• Exercise description
Starting at the first line of the records and ending at the line containing "82 34 L 102", inclusive, reproduce every line, requests included. Offset each number in the SVG answers, both viewBox values and path coordinates, by adding 14.

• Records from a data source
::::::::

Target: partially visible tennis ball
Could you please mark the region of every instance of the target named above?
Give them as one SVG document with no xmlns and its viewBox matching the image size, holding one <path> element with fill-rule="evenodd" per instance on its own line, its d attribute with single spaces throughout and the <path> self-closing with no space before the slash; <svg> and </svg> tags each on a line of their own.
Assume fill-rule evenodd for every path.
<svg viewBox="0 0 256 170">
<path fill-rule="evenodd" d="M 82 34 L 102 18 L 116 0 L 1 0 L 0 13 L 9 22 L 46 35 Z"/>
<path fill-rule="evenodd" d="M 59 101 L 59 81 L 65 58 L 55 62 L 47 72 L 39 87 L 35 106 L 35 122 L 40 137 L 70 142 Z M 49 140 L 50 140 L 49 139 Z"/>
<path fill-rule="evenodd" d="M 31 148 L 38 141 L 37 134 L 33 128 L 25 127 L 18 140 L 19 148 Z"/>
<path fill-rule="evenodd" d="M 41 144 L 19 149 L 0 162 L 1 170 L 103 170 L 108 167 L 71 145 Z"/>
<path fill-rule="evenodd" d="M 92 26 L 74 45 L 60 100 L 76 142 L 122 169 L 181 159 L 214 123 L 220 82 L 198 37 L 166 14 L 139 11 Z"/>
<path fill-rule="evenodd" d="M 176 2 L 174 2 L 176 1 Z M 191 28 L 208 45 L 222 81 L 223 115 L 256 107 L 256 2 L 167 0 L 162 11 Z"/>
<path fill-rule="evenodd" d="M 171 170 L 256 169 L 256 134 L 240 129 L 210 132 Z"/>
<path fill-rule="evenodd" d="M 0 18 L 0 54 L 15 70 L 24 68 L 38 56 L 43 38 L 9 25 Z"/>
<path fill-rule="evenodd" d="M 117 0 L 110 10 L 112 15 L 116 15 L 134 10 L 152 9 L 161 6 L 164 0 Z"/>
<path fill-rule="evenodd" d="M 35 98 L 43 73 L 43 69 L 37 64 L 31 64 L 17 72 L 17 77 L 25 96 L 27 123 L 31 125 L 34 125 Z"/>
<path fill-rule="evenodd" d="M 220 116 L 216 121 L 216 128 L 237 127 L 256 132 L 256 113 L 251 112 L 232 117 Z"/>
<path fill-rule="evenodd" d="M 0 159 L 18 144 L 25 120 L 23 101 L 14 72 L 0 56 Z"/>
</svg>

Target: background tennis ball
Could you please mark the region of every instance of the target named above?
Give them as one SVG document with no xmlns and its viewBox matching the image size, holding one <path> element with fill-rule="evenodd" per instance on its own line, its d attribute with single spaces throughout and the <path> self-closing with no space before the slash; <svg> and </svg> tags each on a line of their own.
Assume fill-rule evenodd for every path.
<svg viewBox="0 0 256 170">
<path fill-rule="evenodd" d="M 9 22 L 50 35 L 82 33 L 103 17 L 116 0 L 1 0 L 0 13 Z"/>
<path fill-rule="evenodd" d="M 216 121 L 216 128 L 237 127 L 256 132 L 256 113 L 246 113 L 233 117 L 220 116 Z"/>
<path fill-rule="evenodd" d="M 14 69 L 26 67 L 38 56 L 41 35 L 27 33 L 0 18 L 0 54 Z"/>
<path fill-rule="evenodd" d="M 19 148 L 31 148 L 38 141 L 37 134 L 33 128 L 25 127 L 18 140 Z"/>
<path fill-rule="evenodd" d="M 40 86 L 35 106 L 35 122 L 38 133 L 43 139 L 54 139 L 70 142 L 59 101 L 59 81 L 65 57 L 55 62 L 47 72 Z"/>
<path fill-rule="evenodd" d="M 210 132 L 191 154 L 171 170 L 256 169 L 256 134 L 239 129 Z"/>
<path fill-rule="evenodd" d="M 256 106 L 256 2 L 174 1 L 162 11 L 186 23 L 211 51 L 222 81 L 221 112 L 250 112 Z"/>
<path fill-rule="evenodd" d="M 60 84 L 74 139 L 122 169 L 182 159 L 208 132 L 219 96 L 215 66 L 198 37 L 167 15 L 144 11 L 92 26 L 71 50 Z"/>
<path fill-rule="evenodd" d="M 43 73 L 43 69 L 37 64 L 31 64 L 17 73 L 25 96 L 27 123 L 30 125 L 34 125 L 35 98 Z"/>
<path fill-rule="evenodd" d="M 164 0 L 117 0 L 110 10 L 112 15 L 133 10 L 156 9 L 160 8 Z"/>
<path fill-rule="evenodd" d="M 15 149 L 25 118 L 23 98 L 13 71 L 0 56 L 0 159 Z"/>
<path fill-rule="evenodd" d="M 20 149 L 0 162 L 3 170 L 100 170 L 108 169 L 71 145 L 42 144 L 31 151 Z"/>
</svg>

::::::::

• Exercise response
Target: partially visible tennis ball
Could you please mark the region of every instance of the target named above?
Give them as one SVG document with no xmlns and its viewBox matching the image size, holding one <path> element with fill-rule="evenodd" per instance on its own line, its d attribute with single spaces throughout and the <path> self-closing with no space before the slash; <svg> and </svg> tags each on a line of their own.
Assume fill-rule evenodd for every path.
<svg viewBox="14 14 270 184">
<path fill-rule="evenodd" d="M 96 48 L 116 32 L 130 14 L 15 14 L 14 27 L 23 36 L 60 49 Z"/>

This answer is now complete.